> _Task description_
In the material below, copy everything from the line containing "light fixture matching" down to the line containing "pixel 363 42", swapping "ceiling fan light fixture" for "overhead lamp" and leaving all else unchanged.

> _Entries shown_
-- Begin --

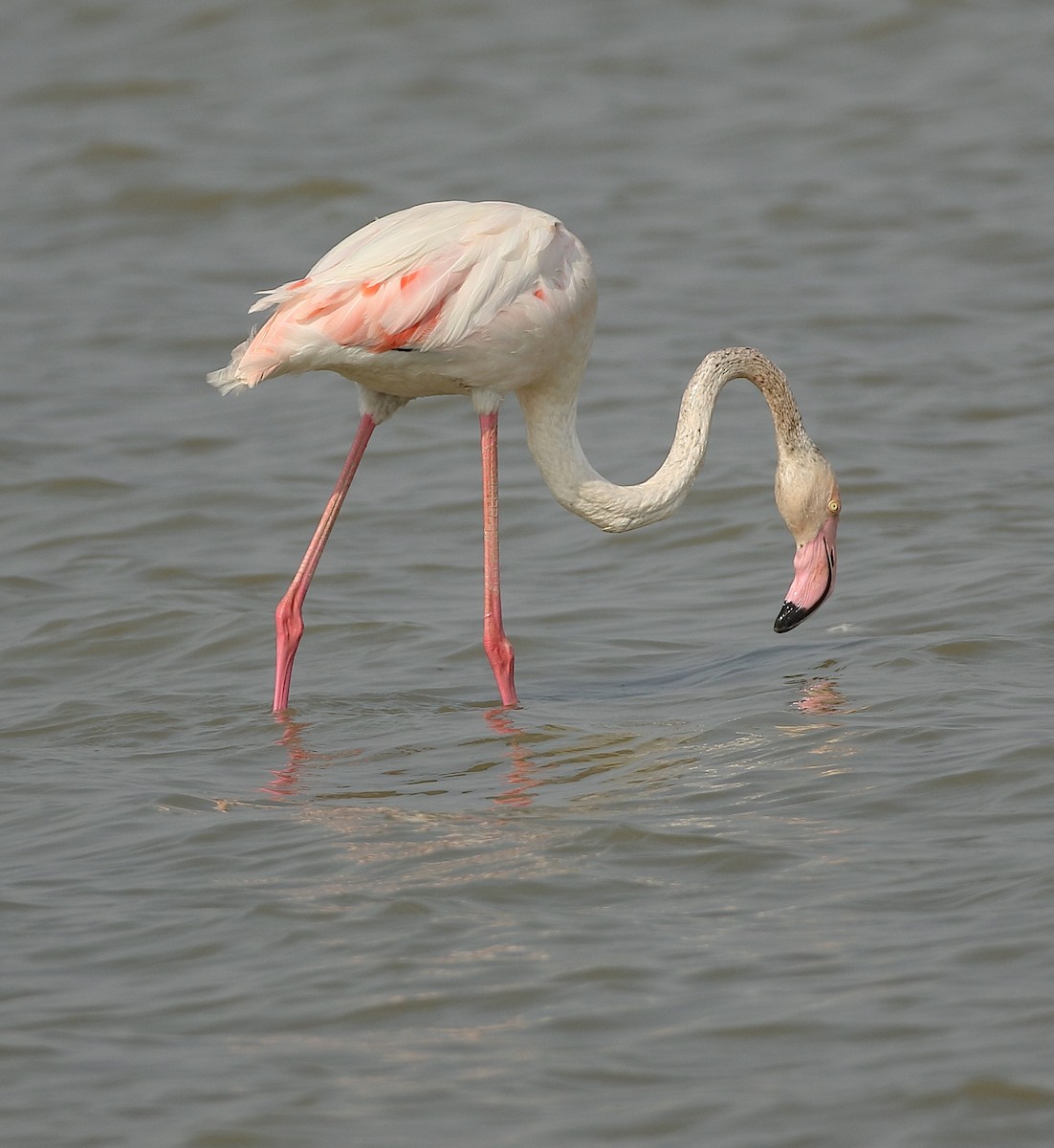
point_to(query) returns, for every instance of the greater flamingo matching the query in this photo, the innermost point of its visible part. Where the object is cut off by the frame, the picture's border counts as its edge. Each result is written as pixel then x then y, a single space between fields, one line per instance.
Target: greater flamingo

-- End --
-- Begin --

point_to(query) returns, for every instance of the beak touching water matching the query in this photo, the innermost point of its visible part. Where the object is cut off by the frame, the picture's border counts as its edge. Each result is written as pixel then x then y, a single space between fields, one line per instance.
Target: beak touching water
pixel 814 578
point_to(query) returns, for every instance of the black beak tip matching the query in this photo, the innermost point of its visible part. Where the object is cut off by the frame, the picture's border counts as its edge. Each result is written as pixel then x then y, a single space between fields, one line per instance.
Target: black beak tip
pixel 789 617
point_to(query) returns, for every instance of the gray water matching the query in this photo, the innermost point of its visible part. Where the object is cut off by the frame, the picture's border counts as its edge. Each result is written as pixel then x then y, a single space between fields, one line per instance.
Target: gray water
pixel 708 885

-- End --
-- Begin --

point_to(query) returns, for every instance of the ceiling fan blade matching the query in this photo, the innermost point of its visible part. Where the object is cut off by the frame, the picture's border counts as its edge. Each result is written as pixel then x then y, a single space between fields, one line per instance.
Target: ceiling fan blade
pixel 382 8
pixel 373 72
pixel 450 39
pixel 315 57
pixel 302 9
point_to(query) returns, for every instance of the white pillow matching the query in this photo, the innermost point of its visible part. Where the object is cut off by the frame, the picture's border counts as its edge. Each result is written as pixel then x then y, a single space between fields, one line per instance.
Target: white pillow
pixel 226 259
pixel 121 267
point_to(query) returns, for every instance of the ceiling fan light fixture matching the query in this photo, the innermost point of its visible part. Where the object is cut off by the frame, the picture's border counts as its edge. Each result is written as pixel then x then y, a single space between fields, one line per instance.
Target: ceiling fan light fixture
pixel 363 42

-- End --

> _Written response_
point_to(query) returns, for every instance of the overhead lamp matching the query in this photo, the innermost point of its visible part. Where the object is cut off by the frame, the picture's border counts as its edge. Each result is written as pixel then x then y, a single space between fields, one line per instance.
Target: overhead lamp
pixel 363 42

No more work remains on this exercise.